*Exercício*. Liste todos os nomes próprios de pessoas, instituições, países e revistas que aparecem no texto abaixo sobre o HIV.

*Texto*.
Cientistas americanos desvendaram uma forma específica pela qual o vírus da imunodeficiência humana (HIV) ataca as células, uma descoberta que abre caminhos para o desenvolvimento de novas terapias contra a aids. Foi identificado um novo receptor humano para o HIV, que ajuda a guiá-lo para o intestino assim que ele entra no organismo, de onde inicia seu ataque incansável ao sistema imune.
As descobertas da equipe chefiada por Anthony Fauci, diretor do Instituto Nacional de Alergia e Doenças Infecciosas dos Estados Unidos, foram relatadas, no domingo, no site da revista Nature Immunology.
Já faz anos que os cientistas sabem que o HIV invade rapidamente os nódulos e tecidos linfáticos, abundantes em todo o intestino. O órgão é o principal ponto de multiplicação do HIV - dali o vírus parte para privar o tecido linfático das células imunes CD4, que seriam fundamentais no contra-ataque ao HIV.

*Dados fornecidos*.
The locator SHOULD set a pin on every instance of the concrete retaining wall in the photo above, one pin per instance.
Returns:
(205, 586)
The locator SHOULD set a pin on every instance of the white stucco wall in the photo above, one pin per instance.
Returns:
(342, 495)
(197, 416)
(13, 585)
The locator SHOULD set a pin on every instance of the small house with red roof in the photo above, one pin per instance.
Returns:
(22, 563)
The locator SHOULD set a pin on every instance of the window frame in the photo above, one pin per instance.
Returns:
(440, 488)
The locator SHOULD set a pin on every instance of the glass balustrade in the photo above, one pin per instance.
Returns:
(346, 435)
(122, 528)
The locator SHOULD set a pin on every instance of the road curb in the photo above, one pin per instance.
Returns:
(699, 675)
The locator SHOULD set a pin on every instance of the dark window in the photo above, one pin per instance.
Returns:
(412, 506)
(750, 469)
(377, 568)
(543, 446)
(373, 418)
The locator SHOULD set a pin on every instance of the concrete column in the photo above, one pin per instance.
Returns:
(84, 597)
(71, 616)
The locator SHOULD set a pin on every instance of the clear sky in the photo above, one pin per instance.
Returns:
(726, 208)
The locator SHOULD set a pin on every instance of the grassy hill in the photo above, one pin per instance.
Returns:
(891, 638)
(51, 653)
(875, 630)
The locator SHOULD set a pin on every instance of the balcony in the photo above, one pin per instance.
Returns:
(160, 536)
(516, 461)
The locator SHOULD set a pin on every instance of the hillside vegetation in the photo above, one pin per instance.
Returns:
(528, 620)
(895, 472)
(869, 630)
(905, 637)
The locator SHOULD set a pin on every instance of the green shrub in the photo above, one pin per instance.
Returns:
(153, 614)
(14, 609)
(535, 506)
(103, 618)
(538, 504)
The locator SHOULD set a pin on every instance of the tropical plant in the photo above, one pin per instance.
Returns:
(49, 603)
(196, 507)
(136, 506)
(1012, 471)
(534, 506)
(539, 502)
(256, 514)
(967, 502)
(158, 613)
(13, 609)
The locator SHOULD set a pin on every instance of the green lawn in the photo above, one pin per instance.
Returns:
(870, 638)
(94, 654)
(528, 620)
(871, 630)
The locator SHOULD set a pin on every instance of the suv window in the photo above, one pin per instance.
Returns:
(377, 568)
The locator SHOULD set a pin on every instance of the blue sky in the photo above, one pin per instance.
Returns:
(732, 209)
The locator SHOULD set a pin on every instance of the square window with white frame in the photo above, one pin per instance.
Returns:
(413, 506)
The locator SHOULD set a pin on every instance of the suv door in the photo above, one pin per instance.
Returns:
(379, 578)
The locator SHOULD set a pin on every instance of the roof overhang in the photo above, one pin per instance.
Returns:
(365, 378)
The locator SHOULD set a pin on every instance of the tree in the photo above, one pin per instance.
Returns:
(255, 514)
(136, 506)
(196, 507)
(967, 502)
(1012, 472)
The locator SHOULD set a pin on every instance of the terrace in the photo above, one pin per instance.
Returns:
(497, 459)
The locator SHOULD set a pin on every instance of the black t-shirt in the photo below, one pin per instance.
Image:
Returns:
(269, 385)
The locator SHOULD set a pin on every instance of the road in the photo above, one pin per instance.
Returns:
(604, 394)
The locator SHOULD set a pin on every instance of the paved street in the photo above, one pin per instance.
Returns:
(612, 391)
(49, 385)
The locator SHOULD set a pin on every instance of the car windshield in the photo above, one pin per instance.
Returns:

*Resolução*.
- Anthony Fauci
- Instituto Nacional de Alergia e Doenças Infecciosas
- Estados Unidos
- Nature Immunology